··· PAGE EXCERPT

And it is simplicity that Britain does best. If someone wants to suggest to me that a classic British dinner of delicate, pink-hued roast beef, Yorkshire puddings (an oven-cooked pancake batter that rises into crispy towers of toasted joy), seasonal vegetables, probably a lot of greens, beans and peas through spring and summer and a lot of root vegetables, swede, carrot, parsnip in the autumn and winter months, crispy, meat-fat cooked roast potatoes all drenched in a rich, thick flour-based sauce made with the meat juices, that the French might call a ‘velouté’ but the British just un-pretentiously call ‘gravy’, if anyone wants to suggest to me that that is a bland dish they haven’t eaten a well-cooked one.

Anyone can pop to a shitty carvery and get overcooked meat, soggy potatoes, over-boiled cabbage and then moan that British food is shit, but it’s like eating a puddingy, stodgy risotto and saying Italian food is rubbish. It’s like having a thin, stinky bouillabaisse and saying French food is rubbish. Just because you’ve eaten a shit version of it, doesn’t mean it’s a shit recipe, or a shit dish.

What Yorkshire puddings ought to look like. The one at the bottom is what most of them look like, a sort of crispy batter cup. However, when made perfectly they obtain such a rise and crispiness they end up looking like these crunchy boulders of deliciousness. There is no better medium for beef and gravy. (Credit: Trussrod, Public Domain)

······

- _GIVEN REQUEST 1_: Reproduce the part of the text on British food that begins at the words "Anyone can pop" and stops after "a shit dish.".
- _GIVEN REQUEST 2_: According to the text on British food, what do the British call the rich, thick sauce that the French might call a ‘velouté’?
- _GIVEN REQUEST 3_: Continue the text on British food, starting after its final sentence.

··· SUPPLIED ENTRIES

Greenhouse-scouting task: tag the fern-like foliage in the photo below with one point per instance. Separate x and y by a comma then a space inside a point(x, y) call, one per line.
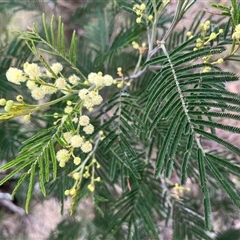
point(185, 99)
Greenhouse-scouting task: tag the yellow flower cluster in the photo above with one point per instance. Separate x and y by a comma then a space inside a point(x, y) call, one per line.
point(141, 49)
point(236, 34)
point(139, 10)
point(204, 40)
point(75, 140)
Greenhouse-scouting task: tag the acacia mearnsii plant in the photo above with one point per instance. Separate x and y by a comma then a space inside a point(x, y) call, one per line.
point(123, 115)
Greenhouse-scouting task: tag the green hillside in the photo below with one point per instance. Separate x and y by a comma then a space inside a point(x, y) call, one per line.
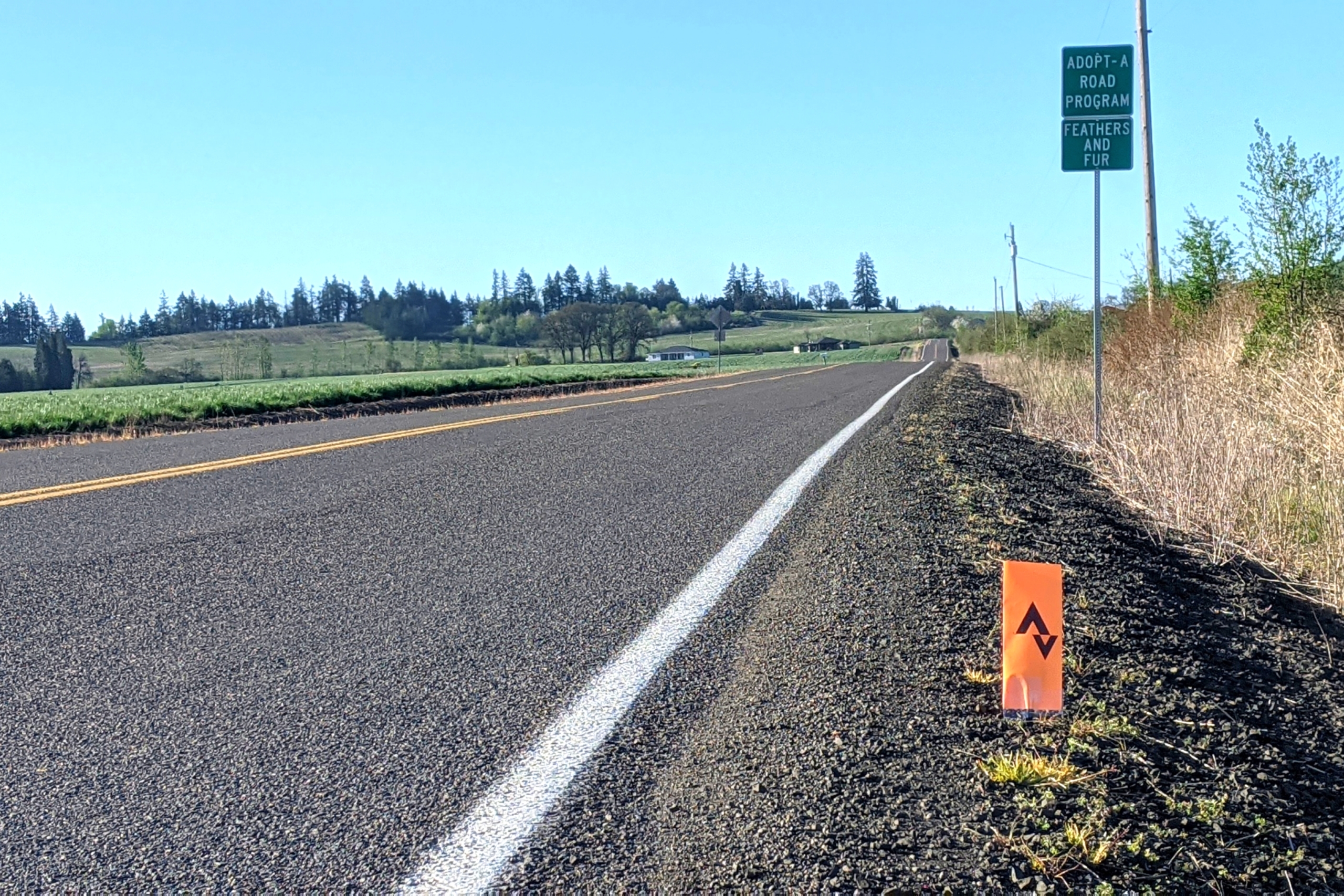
point(781, 331)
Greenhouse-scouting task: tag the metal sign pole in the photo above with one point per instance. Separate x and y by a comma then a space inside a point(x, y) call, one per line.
point(1097, 305)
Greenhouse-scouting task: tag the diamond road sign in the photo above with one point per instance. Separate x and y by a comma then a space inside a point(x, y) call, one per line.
point(1098, 81)
point(1098, 144)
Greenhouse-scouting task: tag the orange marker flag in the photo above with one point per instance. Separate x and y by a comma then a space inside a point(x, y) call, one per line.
point(1034, 640)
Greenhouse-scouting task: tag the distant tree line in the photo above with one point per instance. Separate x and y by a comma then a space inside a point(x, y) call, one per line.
point(53, 367)
point(582, 318)
point(23, 324)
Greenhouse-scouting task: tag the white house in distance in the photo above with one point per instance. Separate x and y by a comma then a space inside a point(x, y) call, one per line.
point(678, 354)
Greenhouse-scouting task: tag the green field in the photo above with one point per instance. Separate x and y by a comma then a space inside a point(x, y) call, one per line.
point(326, 350)
point(319, 350)
point(96, 409)
point(781, 331)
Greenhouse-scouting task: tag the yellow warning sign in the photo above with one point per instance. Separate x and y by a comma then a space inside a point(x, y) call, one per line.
point(1034, 638)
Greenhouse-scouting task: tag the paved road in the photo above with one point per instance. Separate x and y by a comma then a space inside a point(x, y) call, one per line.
point(300, 673)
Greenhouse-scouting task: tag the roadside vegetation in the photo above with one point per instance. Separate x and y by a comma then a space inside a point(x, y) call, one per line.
point(27, 414)
point(1225, 405)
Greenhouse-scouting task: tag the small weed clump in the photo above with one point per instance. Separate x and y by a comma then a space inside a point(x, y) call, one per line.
point(1028, 770)
point(980, 676)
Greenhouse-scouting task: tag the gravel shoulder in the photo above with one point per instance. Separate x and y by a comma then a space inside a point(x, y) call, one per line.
point(828, 730)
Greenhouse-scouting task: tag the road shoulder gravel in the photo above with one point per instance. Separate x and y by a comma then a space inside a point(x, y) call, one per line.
point(841, 743)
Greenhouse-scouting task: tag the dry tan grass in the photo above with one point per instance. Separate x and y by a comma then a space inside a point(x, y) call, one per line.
point(1245, 456)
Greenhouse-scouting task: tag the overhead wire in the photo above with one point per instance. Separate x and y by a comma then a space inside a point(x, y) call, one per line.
point(1109, 282)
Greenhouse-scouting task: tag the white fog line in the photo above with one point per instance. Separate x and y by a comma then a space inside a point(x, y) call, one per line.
point(469, 859)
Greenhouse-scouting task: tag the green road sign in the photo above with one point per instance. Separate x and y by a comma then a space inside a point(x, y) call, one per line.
point(1098, 144)
point(1098, 81)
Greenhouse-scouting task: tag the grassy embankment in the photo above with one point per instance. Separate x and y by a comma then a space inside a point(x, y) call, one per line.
point(99, 409)
point(1246, 455)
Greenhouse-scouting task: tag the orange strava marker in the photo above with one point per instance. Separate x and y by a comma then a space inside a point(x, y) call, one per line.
point(1034, 640)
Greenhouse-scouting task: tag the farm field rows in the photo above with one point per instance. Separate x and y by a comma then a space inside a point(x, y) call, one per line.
point(327, 350)
point(97, 409)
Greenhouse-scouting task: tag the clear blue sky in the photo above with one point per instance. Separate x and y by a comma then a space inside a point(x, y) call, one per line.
point(229, 147)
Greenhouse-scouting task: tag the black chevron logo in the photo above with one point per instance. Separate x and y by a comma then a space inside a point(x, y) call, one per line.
point(1045, 641)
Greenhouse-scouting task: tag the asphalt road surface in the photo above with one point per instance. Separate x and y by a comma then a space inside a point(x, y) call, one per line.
point(303, 672)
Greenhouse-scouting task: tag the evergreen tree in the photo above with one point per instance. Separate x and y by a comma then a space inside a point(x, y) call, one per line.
point(524, 292)
point(53, 366)
point(605, 289)
point(71, 328)
point(572, 288)
point(733, 289)
point(366, 292)
point(866, 293)
point(551, 300)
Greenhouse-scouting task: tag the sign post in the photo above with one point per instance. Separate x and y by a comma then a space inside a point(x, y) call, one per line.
point(719, 318)
point(1097, 135)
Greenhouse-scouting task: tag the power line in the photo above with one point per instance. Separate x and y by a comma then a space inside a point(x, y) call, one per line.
point(1023, 258)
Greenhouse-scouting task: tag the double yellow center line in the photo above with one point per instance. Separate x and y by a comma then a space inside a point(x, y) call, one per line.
point(46, 493)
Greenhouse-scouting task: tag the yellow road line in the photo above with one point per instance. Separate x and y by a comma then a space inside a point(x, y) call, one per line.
point(49, 492)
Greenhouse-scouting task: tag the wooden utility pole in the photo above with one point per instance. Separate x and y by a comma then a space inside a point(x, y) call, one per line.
point(1147, 124)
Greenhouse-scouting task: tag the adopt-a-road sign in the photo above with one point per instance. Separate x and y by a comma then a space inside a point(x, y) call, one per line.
point(1098, 81)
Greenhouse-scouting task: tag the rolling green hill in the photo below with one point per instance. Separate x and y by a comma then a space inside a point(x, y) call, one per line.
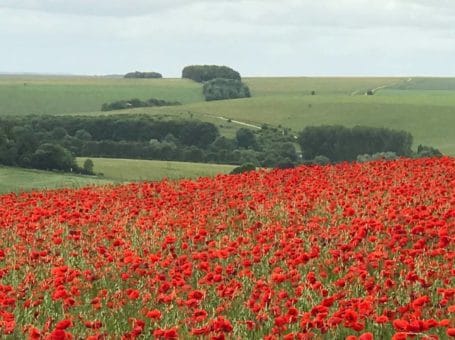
point(114, 171)
point(144, 170)
point(22, 95)
point(17, 180)
point(423, 106)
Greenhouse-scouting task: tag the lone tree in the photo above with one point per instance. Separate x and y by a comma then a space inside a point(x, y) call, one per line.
point(221, 88)
point(245, 138)
point(88, 166)
point(138, 74)
point(202, 73)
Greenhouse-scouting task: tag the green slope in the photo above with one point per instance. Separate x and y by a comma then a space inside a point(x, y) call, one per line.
point(134, 170)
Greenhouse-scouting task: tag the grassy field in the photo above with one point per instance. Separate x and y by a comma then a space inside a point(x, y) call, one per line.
point(17, 180)
point(137, 170)
point(62, 95)
point(423, 106)
point(114, 171)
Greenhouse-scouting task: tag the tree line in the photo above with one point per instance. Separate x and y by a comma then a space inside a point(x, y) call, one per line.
point(135, 102)
point(53, 142)
point(29, 141)
point(137, 74)
point(220, 82)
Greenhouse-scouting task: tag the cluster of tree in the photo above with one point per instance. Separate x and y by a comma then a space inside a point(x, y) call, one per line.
point(138, 74)
point(335, 143)
point(220, 88)
point(202, 73)
point(220, 82)
point(52, 142)
point(133, 103)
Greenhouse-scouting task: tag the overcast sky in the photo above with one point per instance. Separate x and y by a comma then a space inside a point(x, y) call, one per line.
point(264, 37)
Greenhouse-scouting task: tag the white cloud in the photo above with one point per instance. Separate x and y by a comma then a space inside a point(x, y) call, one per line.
point(256, 36)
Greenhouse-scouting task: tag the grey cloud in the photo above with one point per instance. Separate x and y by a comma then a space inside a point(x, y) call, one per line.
point(268, 37)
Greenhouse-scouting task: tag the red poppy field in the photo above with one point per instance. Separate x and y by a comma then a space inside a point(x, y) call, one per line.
point(346, 251)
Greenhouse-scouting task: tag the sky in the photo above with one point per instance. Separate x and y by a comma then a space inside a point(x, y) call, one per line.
point(257, 38)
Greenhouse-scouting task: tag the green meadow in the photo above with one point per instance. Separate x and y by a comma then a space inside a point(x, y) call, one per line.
point(18, 180)
point(21, 95)
point(145, 170)
point(113, 171)
point(423, 106)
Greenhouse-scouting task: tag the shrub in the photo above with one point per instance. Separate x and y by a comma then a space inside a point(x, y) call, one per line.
point(339, 143)
point(53, 157)
point(201, 73)
point(380, 155)
point(321, 160)
point(138, 74)
point(220, 88)
point(88, 166)
point(427, 151)
point(134, 103)
point(246, 167)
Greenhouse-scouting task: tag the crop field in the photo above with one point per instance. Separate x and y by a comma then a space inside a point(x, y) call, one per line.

······

- _FINAL ANSWER 1_:
Anyone can pop to a shitty carvery and get overcooked meat, soggy potatoes, over-boiled cabbage and then moan that British food is shit, but it’s like eating a puddingy, stodgy risotto and saying Italian food is rubbish. It’s like having a thin, stinky bouillabaisse and saying French food is rubbish. Just because you’ve eaten a shit version of it, doesn’t mean it’s a shit recipe, or a shit dish.

- _FINAL ANSWER 2_: Gravy.

- _FINAL ANSWER 3_:
The British Isles are home to some of the finest foods in Europe. Our fish is second to none and so regarded that most of it gets exported to much more fish-appreciating nations like Spain, Portugal and France! We do not have areas that are permanently around 12°C or above, we don’t have a south-of-France, we don’t have a southern Italy, so seasonality is absolutely huge, especially as far as herbs and vegetables are concerned. I doubt you will find a nation with better tasting carrots when they are well selected, from a good farm and in season. British carrots are unbelievable.

Fruits – Don’t even talk about it, British strawberries in season will not be beaten, and we have some divine desserts that make use of them, from simple fools (literally strawberries mixed with sweetened whipped cream) to Eton mess (whipped cream, strawberries and meringue) or heaven forbid a dish so good even the Italians nicked a piss-poor version called ‘zuppe Inglese’ or English soup – The trifle! Layers of fruit (either compote or jam, or possibly if you’re poor, jelly), custard, cake or biscuit and whipped cream.

I live in the county with the best cherries in the world. You can fight me on that one. We can have a food-fight, Kentish cherries versus any other cherry in the world will not compare. Again, with fruit that good why complicate it? Make a cherry crumble with a delightful, light, crispy buttery topping, the parts of it that interact with the fruit become this thick, sweet mouth-clinging brilliance. Or add a scone-like topping and turn it into a cobbler, serve that with custard, again a sauce so good the French had to nick it and call it crème Anglais, or English cream.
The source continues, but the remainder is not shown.